■ **JOB A**:
From the passage about Russia's war in Ukraine, could you extract the part that begins at the words "Deputy Defense Minister" and stops after the words "in eastern Ukraine.", copying it word for word?
■ **JOB B**:
Do these statements agree with the passage about Russia's war in Ukraine? For each, answer yes or no and quote the deciding words of the passage exactly.
(i) Alexander Fomin said the move was meant to increase trust in the talks.
(ii) Russia said its main goal is now gaining control of all of Ukraine.
(iii) The U.S. met the announcement with skepticism.

■ **TEXT PASSAGE**:

◇ ◇ ◇ ◇ ◇ ◇ ◇

Deputy Defense Minister Alexander Fomin said the move was meant to increase trust in the talks after several rounds of negotiations failed to halt what has devolved into a bloody campaign of attrition.
The announcement was met with skepticism from the U.S. and others.
While Russia portrayed it as a goodwill gesture, it comes as the Kremlin’s troops have become bogged down in the face of stiff Ukrainian resistance that has thwarted President Vladimir Putin’s hopes for a quick military victory. Late last week, and again on Tuesday, Russia seemed to roll back its war aims, saying its “main goal” now is gaining control of the Donbas region in eastern Ukraine.
U.S. Secretary of State Antony Blinken said he had not seen anything indicating talks were progressing in a “constructive way,” and he suggested Russian indications of a pullback could be an attempt by Moscow to “deceive people and deflect attention.”
“There is what Russia says and there is what Russia does, and we’re focused on the latter,” Blinken said in Morocco. “And what Russia is doing is the continued brutalization of Ukraine.”
He added, “If they somehow believe that an effort to subjugate only the eastern part of Ukraine or the southern part of Ukraine ... can succeed, then once again they are profoundly fooling themselves.”

◇ ◇ ◇ ◇ ◇ ◇ ◇

■ **GIVEN RECORDS**:
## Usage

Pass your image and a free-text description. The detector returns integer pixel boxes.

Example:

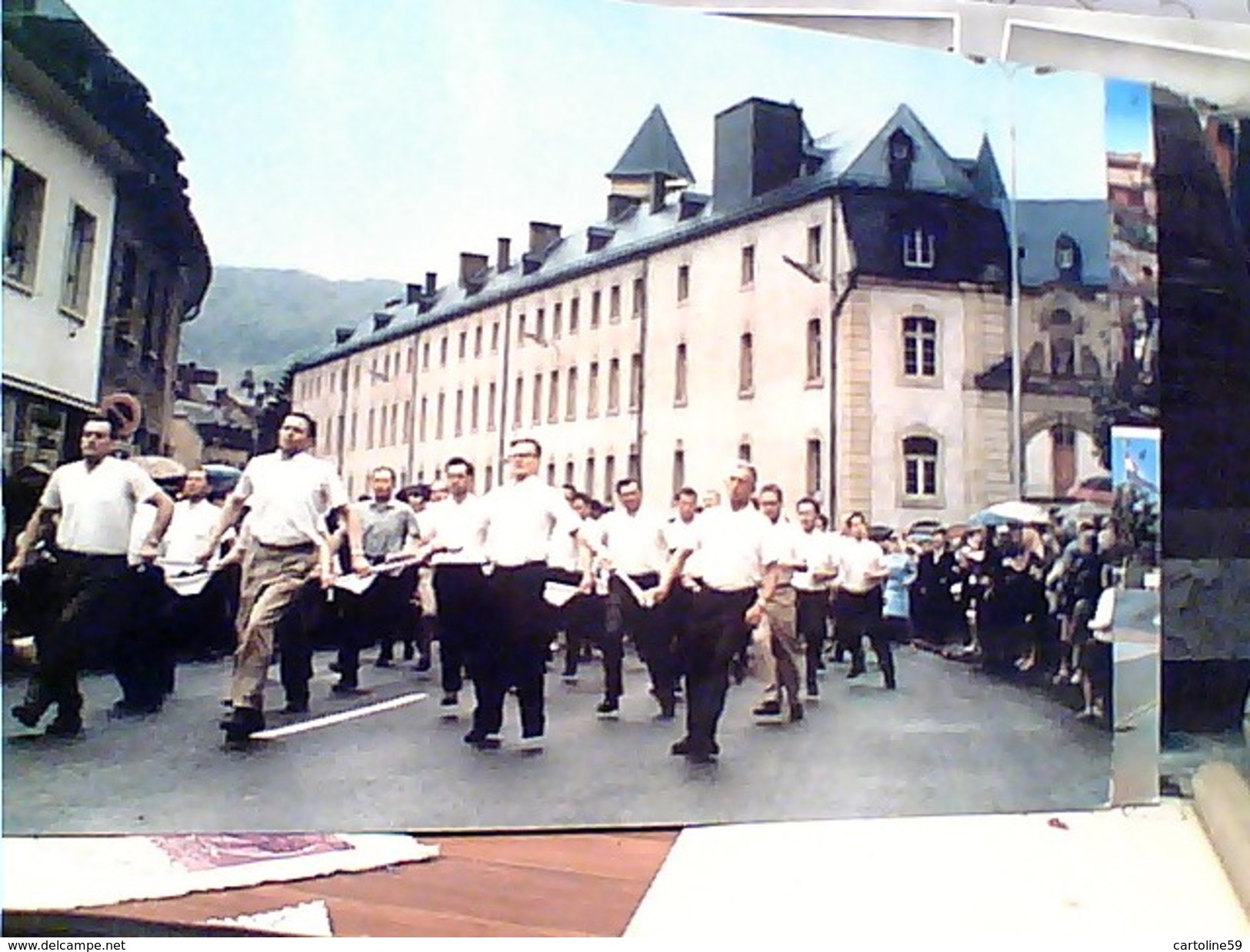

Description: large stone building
[294,98,1114,524]
[4,0,210,476]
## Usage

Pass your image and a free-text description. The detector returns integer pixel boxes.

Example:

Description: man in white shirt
[598,478,678,721]
[8,416,174,737]
[752,484,806,721]
[792,496,838,697]
[200,412,370,744]
[655,462,782,764]
[465,438,598,750]
[422,456,492,714]
[838,512,895,691]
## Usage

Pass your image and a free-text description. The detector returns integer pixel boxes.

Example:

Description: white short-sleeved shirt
[420,492,486,566]
[598,508,668,574]
[232,452,348,546]
[838,536,885,594]
[38,456,160,554]
[485,476,582,568]
[792,528,836,592]
[164,498,228,564]
[688,504,785,591]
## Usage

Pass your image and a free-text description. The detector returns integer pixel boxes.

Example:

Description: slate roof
[608,106,695,184]
[295,105,1108,368]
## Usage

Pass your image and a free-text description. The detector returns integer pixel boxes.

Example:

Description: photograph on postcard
[4,0,1158,834]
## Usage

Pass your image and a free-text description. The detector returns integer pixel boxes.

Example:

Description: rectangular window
[62,205,95,316]
[742,245,755,288]
[672,344,686,406]
[586,361,598,420]
[902,316,938,378]
[608,358,622,416]
[902,228,936,268]
[808,318,822,384]
[4,161,45,287]
[808,225,820,268]
[808,440,822,496]
[738,334,755,396]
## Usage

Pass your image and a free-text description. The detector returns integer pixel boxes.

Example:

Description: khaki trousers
[755,586,802,704]
[230,544,318,711]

◇ ◇ ◇ ◇ ◇ ◇ ◇

■ **CORRECT RESPONSE A**:
Deputy Defense Minister Alexander Fomin said the move was meant to increase trust in the talks after several rounds of negotiations failed to halt what has devolved into a bloody campaign of attrition.
The announcement was met with skepticism from the U.S. and others.
While Russia portrayed it as a goodwill gesture, it comes as the Kremlin’s troops have become bogged down in the face of stiff Ukrainian resistance that has thwarted President Vladimir Putin’s hopes for a quick military victory. Late last week, and again on Tuesday, Russia seemed to roll back its war aims, saying its “main goal” now is gaining control of the Donbas region in eastern Ukraine.

■ **CORRECT RESPONSE B**:
(i) Yes: "the move was meant to increase trust in the talks"
(ii) No: "its “main goal” now is gaining control of the Donbas region in eastern Ukraine"
(iii) Yes: "The announcement was met with skepticism from the U.S. and others."